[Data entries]

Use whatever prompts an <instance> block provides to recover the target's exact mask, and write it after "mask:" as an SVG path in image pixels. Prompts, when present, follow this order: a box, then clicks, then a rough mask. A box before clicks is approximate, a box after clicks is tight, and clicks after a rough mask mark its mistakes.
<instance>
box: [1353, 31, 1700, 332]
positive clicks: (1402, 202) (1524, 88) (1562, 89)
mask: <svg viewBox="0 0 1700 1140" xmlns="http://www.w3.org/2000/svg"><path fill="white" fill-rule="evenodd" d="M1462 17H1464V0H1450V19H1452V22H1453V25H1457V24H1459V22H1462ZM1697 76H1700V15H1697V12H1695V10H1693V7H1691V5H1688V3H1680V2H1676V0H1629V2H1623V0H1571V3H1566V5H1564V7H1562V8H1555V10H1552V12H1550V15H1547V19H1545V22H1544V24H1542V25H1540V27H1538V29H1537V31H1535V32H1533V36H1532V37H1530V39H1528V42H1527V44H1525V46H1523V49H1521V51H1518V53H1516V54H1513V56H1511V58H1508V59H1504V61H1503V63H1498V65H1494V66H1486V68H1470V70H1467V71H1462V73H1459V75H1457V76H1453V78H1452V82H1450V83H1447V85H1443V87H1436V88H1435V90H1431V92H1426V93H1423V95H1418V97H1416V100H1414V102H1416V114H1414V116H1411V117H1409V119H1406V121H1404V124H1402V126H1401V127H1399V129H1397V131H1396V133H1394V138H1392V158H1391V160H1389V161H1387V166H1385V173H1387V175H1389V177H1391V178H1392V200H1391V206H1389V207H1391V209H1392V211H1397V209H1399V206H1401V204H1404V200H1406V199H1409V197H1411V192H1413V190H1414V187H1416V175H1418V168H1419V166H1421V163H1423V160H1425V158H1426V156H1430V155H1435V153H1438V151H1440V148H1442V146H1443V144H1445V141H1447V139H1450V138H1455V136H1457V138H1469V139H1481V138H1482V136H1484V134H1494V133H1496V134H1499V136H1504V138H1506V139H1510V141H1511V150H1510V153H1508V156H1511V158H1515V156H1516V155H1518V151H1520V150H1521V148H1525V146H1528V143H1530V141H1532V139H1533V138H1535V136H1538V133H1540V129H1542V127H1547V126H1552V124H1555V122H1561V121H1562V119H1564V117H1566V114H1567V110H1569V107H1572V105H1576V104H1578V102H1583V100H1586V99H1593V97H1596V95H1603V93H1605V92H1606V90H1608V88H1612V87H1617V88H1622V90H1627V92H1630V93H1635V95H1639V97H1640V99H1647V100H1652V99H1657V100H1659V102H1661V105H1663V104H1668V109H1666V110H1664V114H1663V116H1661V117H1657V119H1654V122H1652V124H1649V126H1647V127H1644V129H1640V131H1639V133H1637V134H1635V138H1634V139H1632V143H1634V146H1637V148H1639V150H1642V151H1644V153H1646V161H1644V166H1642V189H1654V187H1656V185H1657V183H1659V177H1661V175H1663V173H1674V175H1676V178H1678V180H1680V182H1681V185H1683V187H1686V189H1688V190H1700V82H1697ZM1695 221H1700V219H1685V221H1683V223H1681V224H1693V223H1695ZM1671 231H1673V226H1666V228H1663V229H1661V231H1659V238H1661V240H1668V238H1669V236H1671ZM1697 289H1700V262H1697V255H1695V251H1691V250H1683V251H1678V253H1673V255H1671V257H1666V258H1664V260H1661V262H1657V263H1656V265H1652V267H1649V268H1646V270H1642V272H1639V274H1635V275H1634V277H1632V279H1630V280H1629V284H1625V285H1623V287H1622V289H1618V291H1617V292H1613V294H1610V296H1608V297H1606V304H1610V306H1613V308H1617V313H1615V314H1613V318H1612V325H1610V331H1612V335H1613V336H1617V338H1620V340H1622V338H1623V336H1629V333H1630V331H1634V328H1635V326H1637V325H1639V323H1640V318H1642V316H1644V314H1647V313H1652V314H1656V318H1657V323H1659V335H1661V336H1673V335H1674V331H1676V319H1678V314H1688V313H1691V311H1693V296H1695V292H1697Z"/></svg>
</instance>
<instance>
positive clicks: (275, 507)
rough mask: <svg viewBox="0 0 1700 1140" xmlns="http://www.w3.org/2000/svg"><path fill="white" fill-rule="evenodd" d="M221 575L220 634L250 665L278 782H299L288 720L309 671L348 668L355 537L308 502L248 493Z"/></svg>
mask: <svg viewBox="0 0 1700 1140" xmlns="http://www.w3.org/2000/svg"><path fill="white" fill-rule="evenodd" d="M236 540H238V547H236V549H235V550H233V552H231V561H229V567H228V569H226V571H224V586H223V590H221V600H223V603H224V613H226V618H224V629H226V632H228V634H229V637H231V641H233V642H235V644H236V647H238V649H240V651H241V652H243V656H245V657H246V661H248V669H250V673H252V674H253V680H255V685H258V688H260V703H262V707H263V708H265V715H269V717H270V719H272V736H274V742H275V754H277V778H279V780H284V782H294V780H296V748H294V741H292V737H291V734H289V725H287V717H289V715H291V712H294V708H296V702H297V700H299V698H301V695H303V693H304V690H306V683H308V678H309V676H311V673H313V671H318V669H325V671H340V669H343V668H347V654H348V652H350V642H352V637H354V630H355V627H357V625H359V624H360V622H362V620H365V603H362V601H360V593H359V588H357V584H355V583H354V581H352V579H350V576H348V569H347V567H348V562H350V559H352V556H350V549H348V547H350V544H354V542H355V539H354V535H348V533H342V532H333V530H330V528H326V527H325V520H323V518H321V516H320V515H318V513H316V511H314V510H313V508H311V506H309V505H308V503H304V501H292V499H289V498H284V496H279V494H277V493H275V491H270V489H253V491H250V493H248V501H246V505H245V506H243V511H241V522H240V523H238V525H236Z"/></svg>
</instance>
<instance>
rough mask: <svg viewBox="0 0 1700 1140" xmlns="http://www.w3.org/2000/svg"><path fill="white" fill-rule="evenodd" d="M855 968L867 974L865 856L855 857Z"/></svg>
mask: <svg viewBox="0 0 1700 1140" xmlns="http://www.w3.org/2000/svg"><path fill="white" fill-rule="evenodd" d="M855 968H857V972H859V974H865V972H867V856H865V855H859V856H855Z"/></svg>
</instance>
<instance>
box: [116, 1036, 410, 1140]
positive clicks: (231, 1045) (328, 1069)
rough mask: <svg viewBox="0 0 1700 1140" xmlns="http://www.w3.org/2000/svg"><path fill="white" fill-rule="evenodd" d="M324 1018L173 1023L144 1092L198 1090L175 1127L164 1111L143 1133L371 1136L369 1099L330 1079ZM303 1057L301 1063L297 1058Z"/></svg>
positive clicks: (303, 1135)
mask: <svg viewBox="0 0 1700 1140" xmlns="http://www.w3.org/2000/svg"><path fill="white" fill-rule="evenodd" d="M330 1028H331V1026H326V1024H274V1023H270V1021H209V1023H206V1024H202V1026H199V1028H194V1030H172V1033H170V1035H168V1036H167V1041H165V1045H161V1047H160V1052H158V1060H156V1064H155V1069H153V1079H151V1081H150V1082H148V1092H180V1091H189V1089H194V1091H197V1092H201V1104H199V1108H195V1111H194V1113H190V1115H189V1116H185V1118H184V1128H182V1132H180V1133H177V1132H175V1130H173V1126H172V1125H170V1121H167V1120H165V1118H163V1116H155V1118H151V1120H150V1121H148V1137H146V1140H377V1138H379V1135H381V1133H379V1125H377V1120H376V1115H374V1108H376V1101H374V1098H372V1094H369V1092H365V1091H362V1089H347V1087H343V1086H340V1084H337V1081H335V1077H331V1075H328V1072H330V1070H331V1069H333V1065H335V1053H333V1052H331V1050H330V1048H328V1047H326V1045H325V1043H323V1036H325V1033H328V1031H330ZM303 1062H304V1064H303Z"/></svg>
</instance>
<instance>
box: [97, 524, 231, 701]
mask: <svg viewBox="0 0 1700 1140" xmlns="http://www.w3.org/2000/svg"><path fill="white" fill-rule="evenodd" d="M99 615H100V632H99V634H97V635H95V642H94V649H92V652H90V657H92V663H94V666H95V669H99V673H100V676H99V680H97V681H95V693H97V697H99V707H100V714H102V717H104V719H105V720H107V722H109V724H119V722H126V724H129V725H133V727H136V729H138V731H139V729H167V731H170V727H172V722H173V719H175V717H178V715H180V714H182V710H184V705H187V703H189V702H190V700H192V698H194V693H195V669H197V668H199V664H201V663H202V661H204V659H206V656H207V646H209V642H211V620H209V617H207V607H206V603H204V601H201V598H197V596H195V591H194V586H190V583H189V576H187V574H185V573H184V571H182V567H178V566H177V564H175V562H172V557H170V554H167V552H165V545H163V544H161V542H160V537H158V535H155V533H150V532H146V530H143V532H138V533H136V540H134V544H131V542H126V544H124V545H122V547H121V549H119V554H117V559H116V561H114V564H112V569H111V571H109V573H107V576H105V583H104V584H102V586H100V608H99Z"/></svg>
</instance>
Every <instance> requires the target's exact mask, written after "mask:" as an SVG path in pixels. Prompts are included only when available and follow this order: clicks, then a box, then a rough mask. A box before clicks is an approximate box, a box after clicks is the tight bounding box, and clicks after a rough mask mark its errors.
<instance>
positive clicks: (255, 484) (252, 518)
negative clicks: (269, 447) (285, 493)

JOB ITEM: Copy the records from the start through the line containing "positive clicks: (1402, 202)", replacing "clicks" with "taps" each time it appears and changing nothing else.

SOLVED EXERCISE:
Use whatever prompts an <instance> block provides to recover the target's exact mask, and write it after "mask:" as an SVG path in image pixels. Prompts, when present, follow this order: a box, then taps, then a rough mask. A box before taps is approximate, a box after taps is tight, and taps after a rough mask mark its mistakes.
<instance>
box: [1353, 31, 1700, 332]
positive taps: (1402, 202) (1524, 88) (1562, 89)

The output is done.